Records for the task |
>>>>
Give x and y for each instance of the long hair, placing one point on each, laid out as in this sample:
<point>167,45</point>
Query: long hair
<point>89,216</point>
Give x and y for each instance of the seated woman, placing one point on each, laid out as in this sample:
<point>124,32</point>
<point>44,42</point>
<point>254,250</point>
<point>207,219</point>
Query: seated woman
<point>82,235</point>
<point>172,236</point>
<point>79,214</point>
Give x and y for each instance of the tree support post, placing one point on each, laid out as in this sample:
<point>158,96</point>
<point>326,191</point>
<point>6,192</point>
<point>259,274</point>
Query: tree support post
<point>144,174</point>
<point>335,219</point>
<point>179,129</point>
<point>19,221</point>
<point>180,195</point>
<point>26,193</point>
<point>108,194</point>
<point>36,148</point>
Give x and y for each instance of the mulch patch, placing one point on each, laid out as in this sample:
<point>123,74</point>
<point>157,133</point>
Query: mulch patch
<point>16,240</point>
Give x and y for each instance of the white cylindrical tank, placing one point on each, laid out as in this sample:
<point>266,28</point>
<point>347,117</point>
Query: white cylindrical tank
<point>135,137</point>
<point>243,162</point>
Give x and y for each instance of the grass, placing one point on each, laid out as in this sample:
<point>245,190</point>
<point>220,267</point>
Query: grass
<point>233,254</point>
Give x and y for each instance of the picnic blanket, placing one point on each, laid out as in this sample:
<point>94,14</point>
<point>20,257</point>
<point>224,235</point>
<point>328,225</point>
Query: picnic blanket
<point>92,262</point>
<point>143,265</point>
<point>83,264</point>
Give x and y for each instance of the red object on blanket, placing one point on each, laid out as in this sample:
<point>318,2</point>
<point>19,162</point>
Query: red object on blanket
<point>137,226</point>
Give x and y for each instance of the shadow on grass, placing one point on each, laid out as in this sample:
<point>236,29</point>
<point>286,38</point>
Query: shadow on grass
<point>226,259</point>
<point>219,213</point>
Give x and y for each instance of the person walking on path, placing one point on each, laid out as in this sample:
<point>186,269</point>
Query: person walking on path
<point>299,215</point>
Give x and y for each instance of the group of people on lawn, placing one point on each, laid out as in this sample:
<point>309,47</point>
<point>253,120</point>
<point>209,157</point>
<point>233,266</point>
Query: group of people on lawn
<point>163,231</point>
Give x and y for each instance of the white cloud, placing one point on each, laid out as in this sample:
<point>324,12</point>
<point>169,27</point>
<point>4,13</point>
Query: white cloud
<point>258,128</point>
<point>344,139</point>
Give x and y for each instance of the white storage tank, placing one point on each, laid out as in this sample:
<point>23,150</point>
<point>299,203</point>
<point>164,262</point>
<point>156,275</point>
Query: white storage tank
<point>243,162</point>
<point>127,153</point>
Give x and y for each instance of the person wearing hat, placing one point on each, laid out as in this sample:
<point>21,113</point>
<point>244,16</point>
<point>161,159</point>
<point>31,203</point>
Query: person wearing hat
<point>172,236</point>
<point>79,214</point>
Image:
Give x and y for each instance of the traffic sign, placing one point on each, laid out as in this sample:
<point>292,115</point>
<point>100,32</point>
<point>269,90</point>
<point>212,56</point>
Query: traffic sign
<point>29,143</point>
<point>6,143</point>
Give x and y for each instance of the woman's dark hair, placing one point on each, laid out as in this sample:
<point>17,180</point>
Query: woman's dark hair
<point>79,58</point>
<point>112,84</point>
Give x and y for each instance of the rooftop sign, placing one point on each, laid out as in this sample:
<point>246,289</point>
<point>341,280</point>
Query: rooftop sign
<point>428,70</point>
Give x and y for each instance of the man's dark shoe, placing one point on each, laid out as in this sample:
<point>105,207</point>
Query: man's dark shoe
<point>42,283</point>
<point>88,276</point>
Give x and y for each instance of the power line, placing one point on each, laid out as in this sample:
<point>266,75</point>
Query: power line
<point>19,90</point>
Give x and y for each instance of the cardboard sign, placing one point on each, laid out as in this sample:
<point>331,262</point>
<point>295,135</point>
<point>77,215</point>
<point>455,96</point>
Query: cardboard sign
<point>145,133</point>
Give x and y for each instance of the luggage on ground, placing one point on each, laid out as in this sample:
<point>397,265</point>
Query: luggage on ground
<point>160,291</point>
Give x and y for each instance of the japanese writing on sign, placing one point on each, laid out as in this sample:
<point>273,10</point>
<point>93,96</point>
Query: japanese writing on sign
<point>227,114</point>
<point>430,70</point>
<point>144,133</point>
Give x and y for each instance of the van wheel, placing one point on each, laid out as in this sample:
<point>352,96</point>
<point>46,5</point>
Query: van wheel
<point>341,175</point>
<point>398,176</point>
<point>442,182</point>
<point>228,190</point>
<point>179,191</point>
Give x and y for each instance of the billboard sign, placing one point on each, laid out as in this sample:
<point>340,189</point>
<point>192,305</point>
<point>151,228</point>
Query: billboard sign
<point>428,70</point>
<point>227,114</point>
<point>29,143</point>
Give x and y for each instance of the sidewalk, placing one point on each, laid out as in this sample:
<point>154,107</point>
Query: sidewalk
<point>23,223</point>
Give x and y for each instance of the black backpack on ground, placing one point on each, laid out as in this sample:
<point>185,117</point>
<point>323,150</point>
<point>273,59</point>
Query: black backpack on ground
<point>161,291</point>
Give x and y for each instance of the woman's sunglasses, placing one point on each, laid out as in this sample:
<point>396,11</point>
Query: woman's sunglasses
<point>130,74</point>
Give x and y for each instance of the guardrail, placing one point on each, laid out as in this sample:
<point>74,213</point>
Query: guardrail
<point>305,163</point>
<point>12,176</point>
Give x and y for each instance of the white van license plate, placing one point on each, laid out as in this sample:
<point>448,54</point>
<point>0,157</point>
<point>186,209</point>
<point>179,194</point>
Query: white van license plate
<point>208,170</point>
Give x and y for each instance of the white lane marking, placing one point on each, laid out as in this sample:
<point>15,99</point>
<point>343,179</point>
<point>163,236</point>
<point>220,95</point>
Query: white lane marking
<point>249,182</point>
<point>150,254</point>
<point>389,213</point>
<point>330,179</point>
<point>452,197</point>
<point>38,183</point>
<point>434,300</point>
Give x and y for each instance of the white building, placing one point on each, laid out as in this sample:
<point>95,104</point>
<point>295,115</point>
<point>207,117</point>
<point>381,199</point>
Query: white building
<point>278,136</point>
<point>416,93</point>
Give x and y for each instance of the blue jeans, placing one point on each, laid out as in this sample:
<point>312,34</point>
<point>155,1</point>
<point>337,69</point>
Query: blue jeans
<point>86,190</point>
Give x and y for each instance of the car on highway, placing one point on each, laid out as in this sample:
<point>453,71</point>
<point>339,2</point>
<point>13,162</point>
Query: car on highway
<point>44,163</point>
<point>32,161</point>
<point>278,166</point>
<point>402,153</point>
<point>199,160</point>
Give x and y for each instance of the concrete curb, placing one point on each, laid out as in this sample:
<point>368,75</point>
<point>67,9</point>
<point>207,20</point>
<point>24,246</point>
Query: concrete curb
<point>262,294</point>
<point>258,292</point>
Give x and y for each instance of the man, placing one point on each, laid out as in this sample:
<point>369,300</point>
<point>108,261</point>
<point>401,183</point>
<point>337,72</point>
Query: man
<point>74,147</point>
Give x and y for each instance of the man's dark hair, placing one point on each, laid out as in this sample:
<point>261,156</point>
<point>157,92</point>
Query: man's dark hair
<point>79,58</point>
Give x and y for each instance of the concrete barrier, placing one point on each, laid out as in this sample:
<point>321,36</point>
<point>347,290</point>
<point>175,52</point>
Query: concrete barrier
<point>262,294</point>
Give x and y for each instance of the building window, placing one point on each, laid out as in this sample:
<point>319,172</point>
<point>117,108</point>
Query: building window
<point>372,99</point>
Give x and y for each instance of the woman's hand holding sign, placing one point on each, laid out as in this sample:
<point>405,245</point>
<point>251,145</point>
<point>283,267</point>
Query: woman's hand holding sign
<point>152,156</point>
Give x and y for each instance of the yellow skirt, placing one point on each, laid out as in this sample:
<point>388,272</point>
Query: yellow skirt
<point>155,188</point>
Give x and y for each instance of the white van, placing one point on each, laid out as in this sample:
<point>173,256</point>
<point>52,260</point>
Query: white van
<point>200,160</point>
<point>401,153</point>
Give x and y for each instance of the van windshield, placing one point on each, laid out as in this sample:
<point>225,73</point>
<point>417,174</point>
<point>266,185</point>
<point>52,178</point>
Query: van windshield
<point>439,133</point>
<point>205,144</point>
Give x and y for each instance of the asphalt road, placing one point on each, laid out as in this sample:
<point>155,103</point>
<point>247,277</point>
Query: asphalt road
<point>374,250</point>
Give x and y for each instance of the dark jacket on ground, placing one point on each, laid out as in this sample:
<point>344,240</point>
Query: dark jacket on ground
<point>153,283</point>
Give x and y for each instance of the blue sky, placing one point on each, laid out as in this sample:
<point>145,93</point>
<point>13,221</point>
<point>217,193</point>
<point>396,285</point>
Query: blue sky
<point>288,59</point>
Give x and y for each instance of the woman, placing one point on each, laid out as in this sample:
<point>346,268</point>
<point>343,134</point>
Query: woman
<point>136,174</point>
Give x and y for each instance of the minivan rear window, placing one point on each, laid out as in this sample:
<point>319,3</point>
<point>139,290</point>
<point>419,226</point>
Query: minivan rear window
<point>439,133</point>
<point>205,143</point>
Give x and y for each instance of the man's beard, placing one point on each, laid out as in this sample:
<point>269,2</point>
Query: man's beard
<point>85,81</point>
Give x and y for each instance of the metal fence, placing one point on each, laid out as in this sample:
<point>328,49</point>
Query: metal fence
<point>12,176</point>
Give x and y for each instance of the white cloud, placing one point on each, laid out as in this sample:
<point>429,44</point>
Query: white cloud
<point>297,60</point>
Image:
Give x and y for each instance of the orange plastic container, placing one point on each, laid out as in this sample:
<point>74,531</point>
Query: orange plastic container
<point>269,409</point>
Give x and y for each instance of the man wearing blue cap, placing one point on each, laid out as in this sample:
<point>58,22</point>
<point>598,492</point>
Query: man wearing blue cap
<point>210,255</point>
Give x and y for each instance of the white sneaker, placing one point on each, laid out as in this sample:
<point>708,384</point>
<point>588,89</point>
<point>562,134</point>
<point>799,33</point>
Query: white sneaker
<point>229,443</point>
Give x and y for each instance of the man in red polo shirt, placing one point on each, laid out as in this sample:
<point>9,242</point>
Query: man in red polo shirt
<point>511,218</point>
<<<<
Aim of the task | The range runs from the line with "<point>156,275</point>" up to and including the line with "dark shoe, placing" in the listing above; please write out exactly those lines and nothing more.

Task result |
<point>156,275</point>
Query: white storage tank
<point>243,162</point>
<point>127,153</point>
Give x and y for each instance of the person wearing hat, placing one point on each, laid out as in this sample:
<point>21,113</point>
<point>244,16</point>
<point>161,159</point>
<point>31,203</point>
Query: person wearing hat
<point>172,236</point>
<point>79,214</point>
Image:
Give x and y for each instance of the traffic sign, placing one point on each, laid out as in this sample:
<point>292,115</point>
<point>100,32</point>
<point>269,90</point>
<point>212,56</point>
Query: traffic sign
<point>29,143</point>
<point>6,143</point>
Give x and y for each instance of the woman's dark hair, placing one point on each, laid out as in this sample:
<point>17,180</point>
Query: woman's dark hair
<point>79,58</point>
<point>112,84</point>
Give x and y for each instance of the rooftop sign, placing one point on each, laid out as in this sample:
<point>246,289</point>
<point>341,280</point>
Query: rooftop sign
<point>428,70</point>
Give x and y for each instance of the man's dark shoe, placing one point on each, laid out as in this sample:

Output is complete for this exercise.